### TEXT PASSAGE
══════════════════════════════

Let’s start with an easy one today, because things are about to get a little tricky.

**Definition 10**: a **pair** is a finite sequence with exactly two members.

**Definition 11**: a **function** is a set of pairs, where the second member of each pair is the value associated with the first member by the function. If F is a function { (a1, b1), (a2, b2) } then we might write F(a1) = b1, F(a2) = b2. (Again, we will figure out from context whether parentheses mean function mapping, grouping or a finite sequence.)

**Definition 12**: Take any alphabet S. The **regular expression language generating function** for S is a function where the first member of the pair is a string in the regular expression language of S, and the second member is a language in S.

Let’s call the function L and the regular expression language R. The pairs in this set go like this.

- The string Ø is paired with the empty language. Or, in our new notation, L(Ø) = {}
- The strings in R that are just single members of S are paired with the languages that are just single members of S. For example, if S = {a, b} then L(a) = {a}, L(b) = {b},
- If x and w are in R then L((xw)) = L(x)L(w)

══════════════════════════════

### WHAT YOU SHOULD DO
From the passage defining pairs and functions, extract word for word the stretch that begins at the words "Let’s call the" and stops after the words "L((xw)) = L(x)L(w)".

══════════════════════════════

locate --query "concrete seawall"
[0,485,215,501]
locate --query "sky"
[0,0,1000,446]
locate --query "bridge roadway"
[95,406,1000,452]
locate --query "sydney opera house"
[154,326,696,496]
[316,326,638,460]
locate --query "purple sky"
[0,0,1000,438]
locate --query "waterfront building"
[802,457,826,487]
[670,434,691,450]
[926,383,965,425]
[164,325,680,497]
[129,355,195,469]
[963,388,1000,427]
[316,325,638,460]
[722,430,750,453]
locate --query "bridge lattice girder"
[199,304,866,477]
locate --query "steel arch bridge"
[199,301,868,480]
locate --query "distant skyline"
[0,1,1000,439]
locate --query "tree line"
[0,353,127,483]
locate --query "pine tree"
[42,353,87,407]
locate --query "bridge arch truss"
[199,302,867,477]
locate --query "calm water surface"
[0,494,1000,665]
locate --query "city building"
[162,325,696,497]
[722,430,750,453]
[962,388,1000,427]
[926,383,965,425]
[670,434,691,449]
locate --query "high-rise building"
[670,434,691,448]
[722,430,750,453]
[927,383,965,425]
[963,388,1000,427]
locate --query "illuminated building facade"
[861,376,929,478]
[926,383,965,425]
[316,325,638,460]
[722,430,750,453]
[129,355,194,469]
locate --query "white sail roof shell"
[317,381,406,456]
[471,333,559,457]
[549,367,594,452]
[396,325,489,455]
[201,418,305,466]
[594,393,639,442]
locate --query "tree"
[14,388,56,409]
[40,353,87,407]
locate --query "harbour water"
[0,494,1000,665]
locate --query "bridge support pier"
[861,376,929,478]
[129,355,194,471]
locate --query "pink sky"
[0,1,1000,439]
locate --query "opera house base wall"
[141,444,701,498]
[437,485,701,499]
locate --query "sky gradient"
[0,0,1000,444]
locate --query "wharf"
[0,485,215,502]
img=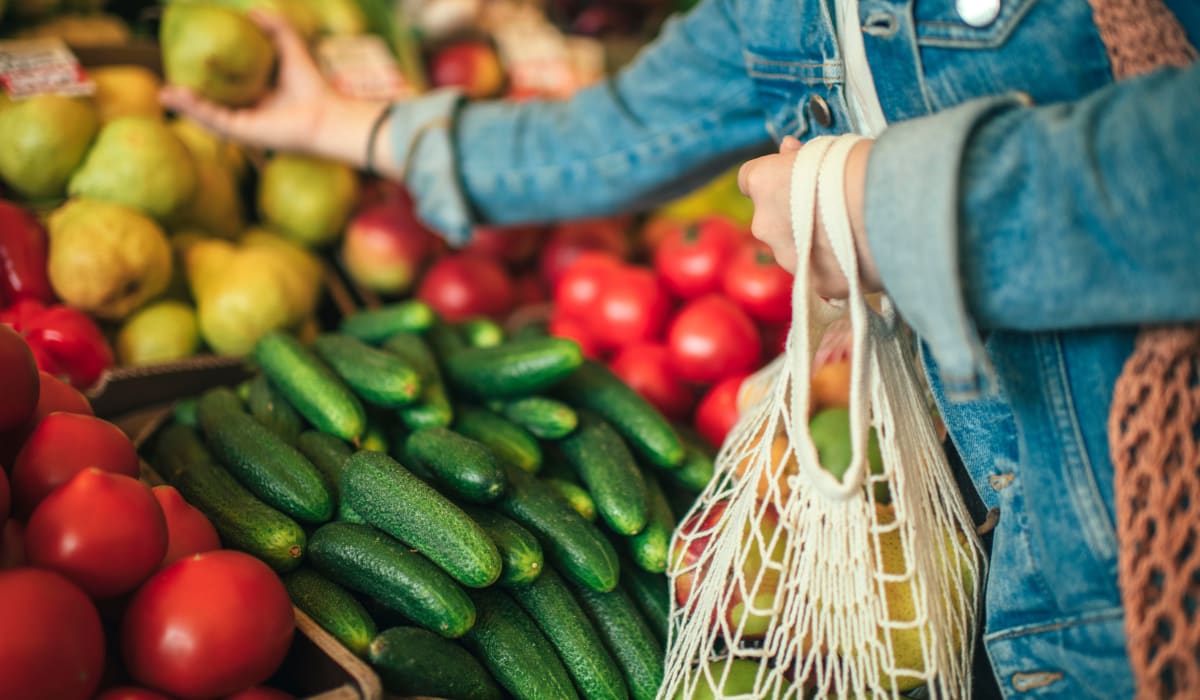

══════════════════════════════

### SOLUTION TO THIS PROBLEM
Let’s call the function L and the regular expression language R. The pairs in this set go like this.

- The string Ø is paired with the empty language. Or, in our new notation, L(Ø) = {}
- The strings in R that are just single members of S are paired with the languages that are just single members of S. For example, if S = {a, b} then L(a) = {a}, L(b) = {b},
- If x and w are in R then L((xw)) = L(x)L(w)